**Document text:**
__________

APA. You have been conducting research on a program called “Target Bullying : Ecologically Based Prevention and Intervention for Schools” that looks at bullying and victimization in middle-school-aged youth. Your findings suggest there are certain psychological and social conditions that fuel bullying. What are they and what are the best interventions to stop the cycle?

Dr. Swearer. I have been conducting research on bullying since 1998 and during this time, I have become increasingly convinced that bullying is a social-ecological problem that has to be understood from the perspective that individual, family, peer group, school, community, and societal factors all influence whether or not bullying occurs. The question that I ask students, parents and educators is: “What are the conditions in your school (family, community) that allow bullying to occur?” The answers to that question are then the areas to address for intervention. We write about how to do this in our bookBullying Prevention and Intervention: Realistic Strategies for Schools (by Susan Swearer, Dorothy Espelage and Scott Napolitano, published in 2009 by Guilford Press). Interventions should be based on evidence. Since bullying will vary across schools and communities, each school in this country ought to be collecting comprehensive data on bullying experiences. Then, schools can use their own data to design effective interventions in order to change the conditions that are fueling the bullying in their own school and community.

APA. From your research, what can you tell us about who becomes a bully? Are there different types of bullies? And if someone is a bully as a child, how likely is it that he or she will continue to bully into adulthood?

__________

**Given entries:**
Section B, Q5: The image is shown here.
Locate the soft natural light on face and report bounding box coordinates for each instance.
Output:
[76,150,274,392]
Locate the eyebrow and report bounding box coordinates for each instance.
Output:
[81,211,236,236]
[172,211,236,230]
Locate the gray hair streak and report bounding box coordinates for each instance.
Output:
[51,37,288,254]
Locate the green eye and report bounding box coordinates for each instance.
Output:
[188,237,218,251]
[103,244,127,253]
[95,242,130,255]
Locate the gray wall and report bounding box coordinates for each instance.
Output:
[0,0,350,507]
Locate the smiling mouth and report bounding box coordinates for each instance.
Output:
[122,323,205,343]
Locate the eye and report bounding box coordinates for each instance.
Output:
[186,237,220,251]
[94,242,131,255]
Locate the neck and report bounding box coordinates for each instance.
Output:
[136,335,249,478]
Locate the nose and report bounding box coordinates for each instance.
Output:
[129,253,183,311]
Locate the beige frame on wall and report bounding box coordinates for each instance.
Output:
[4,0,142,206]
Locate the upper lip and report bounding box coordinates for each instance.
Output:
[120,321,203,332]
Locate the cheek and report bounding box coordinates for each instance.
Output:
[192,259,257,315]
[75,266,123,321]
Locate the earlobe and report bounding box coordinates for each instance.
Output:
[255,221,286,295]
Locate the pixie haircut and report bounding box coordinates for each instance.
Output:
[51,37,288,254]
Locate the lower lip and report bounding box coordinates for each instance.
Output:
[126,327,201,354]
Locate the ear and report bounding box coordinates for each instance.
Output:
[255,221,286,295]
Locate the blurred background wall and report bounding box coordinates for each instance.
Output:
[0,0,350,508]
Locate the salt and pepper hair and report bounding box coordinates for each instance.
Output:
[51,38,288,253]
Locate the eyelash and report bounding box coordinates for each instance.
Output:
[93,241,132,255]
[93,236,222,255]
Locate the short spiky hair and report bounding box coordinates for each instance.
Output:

__________

**What is being asked:** Update the bullying interview, starting with "APA. You have" and going on through "stop the cycle?", so that "high-school-aged youth" stands in place of "middle-school-aged youth".

**Exercise output:**
APA. You have been conducting research on a program called “Target Bullying : Ecologically Based Prevention and Intervention for Schools” that looks at bullying and victimization in high-school-aged youth. Your findings suggest there are certain psychological and social conditions that fuel bullying. What are they and what are the best interventions to stop the cycle?